┏━━

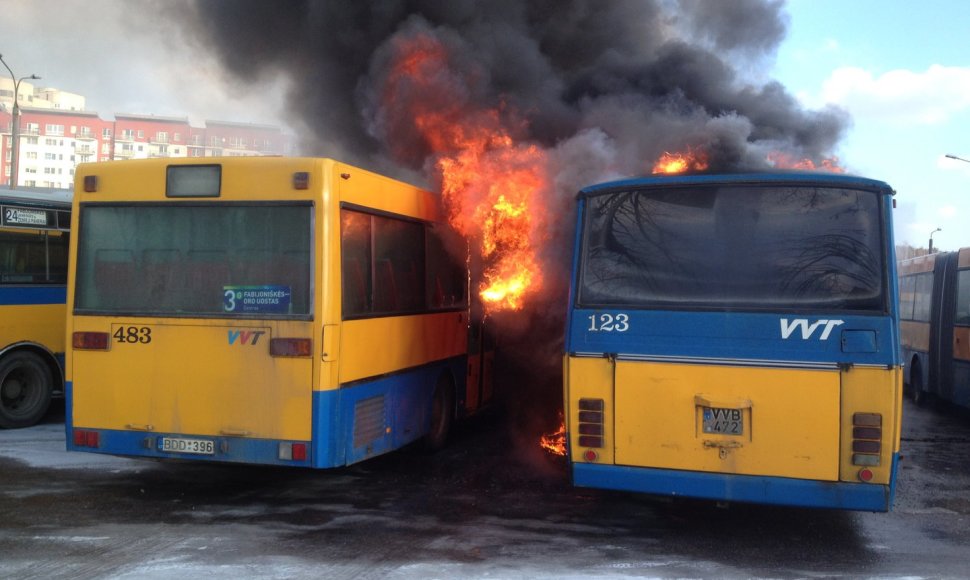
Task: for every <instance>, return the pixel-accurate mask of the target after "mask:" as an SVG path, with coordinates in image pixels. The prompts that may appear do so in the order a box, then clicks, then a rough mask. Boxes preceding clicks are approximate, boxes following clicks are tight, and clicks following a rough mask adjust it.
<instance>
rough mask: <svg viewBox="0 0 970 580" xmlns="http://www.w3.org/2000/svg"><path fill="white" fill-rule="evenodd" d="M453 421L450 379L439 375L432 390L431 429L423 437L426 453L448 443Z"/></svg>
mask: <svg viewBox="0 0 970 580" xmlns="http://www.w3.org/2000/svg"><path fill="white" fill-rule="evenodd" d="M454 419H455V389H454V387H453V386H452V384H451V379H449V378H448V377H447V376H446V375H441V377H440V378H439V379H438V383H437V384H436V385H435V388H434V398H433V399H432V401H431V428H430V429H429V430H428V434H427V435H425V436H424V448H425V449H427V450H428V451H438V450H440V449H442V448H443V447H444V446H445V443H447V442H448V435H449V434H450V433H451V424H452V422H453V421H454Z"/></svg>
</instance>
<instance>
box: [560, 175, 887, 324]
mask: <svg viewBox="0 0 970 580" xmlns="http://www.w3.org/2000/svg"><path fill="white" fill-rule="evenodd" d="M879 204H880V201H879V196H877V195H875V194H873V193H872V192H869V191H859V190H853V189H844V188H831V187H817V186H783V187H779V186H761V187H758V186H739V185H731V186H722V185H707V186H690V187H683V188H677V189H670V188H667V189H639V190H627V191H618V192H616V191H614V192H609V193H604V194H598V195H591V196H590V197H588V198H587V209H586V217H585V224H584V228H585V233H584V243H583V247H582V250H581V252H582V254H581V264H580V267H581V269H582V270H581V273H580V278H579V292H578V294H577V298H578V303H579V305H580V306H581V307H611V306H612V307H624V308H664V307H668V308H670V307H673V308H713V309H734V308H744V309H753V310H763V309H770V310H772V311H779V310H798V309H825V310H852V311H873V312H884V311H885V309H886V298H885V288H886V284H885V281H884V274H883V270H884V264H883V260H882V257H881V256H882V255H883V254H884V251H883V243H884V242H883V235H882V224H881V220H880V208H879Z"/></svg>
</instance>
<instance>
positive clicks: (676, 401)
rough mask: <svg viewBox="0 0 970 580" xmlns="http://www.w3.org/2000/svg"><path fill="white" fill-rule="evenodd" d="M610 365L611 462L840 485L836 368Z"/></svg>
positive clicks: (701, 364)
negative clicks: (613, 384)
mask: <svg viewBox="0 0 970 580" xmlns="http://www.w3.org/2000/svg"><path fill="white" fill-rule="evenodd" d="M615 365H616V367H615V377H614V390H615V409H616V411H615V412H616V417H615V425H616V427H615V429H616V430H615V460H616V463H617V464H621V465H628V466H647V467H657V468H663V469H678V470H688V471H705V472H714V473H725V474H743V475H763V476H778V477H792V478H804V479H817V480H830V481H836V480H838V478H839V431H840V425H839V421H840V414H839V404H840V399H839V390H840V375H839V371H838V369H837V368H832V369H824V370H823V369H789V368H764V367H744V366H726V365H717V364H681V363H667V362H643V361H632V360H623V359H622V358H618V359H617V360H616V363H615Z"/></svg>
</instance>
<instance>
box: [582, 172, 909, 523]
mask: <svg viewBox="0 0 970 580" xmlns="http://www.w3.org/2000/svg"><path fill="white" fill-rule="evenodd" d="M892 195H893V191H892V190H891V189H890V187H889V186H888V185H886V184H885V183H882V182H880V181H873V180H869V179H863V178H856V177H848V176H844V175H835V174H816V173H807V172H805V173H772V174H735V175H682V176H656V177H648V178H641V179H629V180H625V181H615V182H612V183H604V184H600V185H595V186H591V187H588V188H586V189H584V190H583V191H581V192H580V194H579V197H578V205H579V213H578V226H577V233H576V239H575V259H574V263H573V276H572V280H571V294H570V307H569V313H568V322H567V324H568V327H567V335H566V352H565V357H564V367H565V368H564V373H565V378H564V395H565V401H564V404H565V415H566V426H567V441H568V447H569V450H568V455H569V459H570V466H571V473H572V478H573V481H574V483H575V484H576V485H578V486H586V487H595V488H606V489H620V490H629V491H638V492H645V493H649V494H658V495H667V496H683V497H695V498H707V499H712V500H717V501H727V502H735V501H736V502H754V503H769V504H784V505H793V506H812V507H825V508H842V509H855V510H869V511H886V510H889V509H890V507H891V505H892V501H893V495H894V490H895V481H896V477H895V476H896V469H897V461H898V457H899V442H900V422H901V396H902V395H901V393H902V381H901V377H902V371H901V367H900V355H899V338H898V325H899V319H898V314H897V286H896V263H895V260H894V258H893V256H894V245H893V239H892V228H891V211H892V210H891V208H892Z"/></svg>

┗━━

Your assignment ▸ Each word of the data should be repeated exactly, and the pictures left out.

Exercise result ▸
Task: for every <instance>, return the pixel-accurate mask of the target after "mask:" as an SVG path, with coordinates in image pixels. The prompts that may appear do so in the order a box, then clicks, then a rough mask. Boxes preceding clicks are approximate, boxes following clicks are tight, and clicks following a rough mask adjust it.
<instance>
rough mask: <svg viewBox="0 0 970 580" xmlns="http://www.w3.org/2000/svg"><path fill="white" fill-rule="evenodd" d="M453 421L450 379L439 375L432 390L431 429L423 437L426 453L448 443Z"/></svg>
mask: <svg viewBox="0 0 970 580" xmlns="http://www.w3.org/2000/svg"><path fill="white" fill-rule="evenodd" d="M454 419H455V389H454V387H453V386H452V384H451V379H449V378H448V377H447V376H446V375H441V377H440V378H439V379H438V383H437V384H436V385H435V388H434V398H433V399H432V401H431V428H430V429H429V430H428V434H427V435H425V436H424V448H425V449H427V450H428V451H438V450H440V449H442V448H443V447H444V446H445V443H447V442H448V435H449V434H450V433H451V424H452V422H453V421H454Z"/></svg>
</instance>
<instance>
box: [560, 175, 887, 324]
mask: <svg viewBox="0 0 970 580" xmlns="http://www.w3.org/2000/svg"><path fill="white" fill-rule="evenodd" d="M879 204H880V201H879V196H877V195H875V194H873V193H872V192H869V191H859V190H853V189H844V188H831V187H817V186H783V187H779V186H761V187H758V186H739V185H731V186H722V185H707V186H690V187H683V188H677V189H670V188H667V189H639V190H627V191H618V192H616V191H614V192H609V193H604V194H598V195H591V196H590V197H588V198H587V209H586V217H585V224H584V228H585V233H584V243H583V247H582V250H581V252H582V254H581V264H580V267H581V269H582V270H581V273H580V278H579V292H578V294H577V298H578V303H579V305H580V306H581V307H611V306H612V307H624V308H664V307H668V308H670V307H673V308H713V309H734V308H744V309H753V310H763V309H770V310H772V311H779V310H798V309H825V310H852V311H873V312H884V311H885V309H886V298H885V288H886V284H885V281H884V274H883V270H884V264H883V260H882V257H881V256H882V255H883V254H884V251H883V243H884V242H883V235H882V224H881V220H880V208H879Z"/></svg>
</instance>
<instance>
positive clicks: (676, 401)
rough mask: <svg viewBox="0 0 970 580" xmlns="http://www.w3.org/2000/svg"><path fill="white" fill-rule="evenodd" d="M610 365L611 462L840 485L836 368Z"/></svg>
positive clicks: (701, 364)
negative clicks: (613, 384)
mask: <svg viewBox="0 0 970 580" xmlns="http://www.w3.org/2000/svg"><path fill="white" fill-rule="evenodd" d="M615 365H616V367H615V377H614V390H615V409H616V411H615V412H616V417H615V425H616V427H615V429H616V430H615V460H616V463H617V464H621V465H628V466H647V467H657V468H663V469H678V470H688V471H705V472H714V473H725V474H743V475H763V476H778V477H792V478H804V479H817V480H830V481H836V480H838V478H839V431H840V425H839V421H840V414H839V404H840V399H839V390H840V375H839V371H838V369H837V368H832V369H824V370H823V369H789V368H764V367H744V366H726V365H717V364H681V363H667V362H643V361H632V360H623V359H622V358H618V359H617V360H616V363H615Z"/></svg>
</instance>
<instance>
box: [582, 172, 909, 523]
mask: <svg viewBox="0 0 970 580" xmlns="http://www.w3.org/2000/svg"><path fill="white" fill-rule="evenodd" d="M892 195H893V191H892V190H891V189H890V187H889V186H888V185H886V184H885V183H882V182H880V181H873V180H869V179H863V178H856V177H848V176H844V175H835V174H816V173H807V172H805V173H772V174H735V175H682V176H656V177H648V178H641V179H629V180H625V181H615V182H612V183H604V184H600V185H595V186H591V187H588V188H586V189H584V190H583V191H581V192H580V194H579V197H578V205H579V213H578V226H577V233H576V239H575V259H574V263H573V276H572V280H571V294H570V307H569V313H568V322H567V324H568V327H567V335H566V352H565V357H564V367H565V368H564V373H565V378H564V395H565V401H564V404H565V415H566V426H567V441H568V447H569V450H568V455H569V459H570V466H571V473H572V478H573V481H574V483H575V484H576V485H578V486H586V487H595V488H606V489H620V490H629V491H638V492H645V493H649V494H658V495H667V496H683V497H695V498H707V499H712V500H717V501H727V502H735V501H736V502H754V503H769V504H784V505H793V506H812V507H825V508H842V509H855V510H869V511H886V510H889V509H890V507H891V505H892V501H893V495H894V490H895V481H896V477H895V476H896V469H897V461H898V457H899V442H900V422H901V396H902V395H901V393H902V381H901V377H902V371H901V367H900V355H899V338H898V325H899V319H898V314H897V286H896V263H895V260H894V258H893V256H894V245H893V239H892V228H891V211H892V210H891V208H892Z"/></svg>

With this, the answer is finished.